**The input**
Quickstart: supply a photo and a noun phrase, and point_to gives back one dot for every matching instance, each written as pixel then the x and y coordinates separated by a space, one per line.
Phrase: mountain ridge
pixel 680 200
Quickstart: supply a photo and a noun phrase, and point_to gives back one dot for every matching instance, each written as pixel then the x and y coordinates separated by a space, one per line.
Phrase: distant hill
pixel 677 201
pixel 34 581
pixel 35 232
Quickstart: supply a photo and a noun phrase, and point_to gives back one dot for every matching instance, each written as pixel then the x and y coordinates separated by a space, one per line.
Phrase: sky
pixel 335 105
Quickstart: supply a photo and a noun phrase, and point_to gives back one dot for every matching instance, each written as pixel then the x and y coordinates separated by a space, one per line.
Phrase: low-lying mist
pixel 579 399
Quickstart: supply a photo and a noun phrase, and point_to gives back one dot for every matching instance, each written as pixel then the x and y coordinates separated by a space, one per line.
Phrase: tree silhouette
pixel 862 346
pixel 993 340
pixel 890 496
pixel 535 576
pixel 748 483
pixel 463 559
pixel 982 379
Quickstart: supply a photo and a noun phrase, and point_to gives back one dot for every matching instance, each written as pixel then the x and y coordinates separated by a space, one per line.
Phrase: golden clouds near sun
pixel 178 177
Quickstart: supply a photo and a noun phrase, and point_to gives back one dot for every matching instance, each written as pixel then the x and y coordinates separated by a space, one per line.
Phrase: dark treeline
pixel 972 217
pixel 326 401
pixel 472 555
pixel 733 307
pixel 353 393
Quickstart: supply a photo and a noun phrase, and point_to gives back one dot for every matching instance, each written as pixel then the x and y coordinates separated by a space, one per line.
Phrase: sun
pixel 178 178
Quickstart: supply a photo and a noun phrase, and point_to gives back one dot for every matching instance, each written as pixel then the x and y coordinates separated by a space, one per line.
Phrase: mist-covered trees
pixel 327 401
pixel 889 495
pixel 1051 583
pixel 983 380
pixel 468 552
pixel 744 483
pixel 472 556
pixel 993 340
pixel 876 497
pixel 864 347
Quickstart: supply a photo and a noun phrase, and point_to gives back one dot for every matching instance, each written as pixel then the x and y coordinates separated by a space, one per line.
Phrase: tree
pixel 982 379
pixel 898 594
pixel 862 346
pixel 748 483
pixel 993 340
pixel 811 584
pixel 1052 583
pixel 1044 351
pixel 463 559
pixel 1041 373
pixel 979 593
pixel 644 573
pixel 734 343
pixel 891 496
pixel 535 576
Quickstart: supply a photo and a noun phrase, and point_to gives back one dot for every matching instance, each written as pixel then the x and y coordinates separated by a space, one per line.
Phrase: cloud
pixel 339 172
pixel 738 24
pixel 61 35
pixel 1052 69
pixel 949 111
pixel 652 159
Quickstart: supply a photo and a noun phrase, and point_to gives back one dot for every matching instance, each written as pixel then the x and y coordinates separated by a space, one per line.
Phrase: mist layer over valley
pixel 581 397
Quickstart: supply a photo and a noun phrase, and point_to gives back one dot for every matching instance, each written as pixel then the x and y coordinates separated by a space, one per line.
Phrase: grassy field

**Written task**
Locate every line in the entries above that contains the word "mist" and copy each one out. Matching is case-sensitive.

**Task response**
Phrase: low-lying mist
Phrase: mist-covered trees
Phrase: mist layer over valley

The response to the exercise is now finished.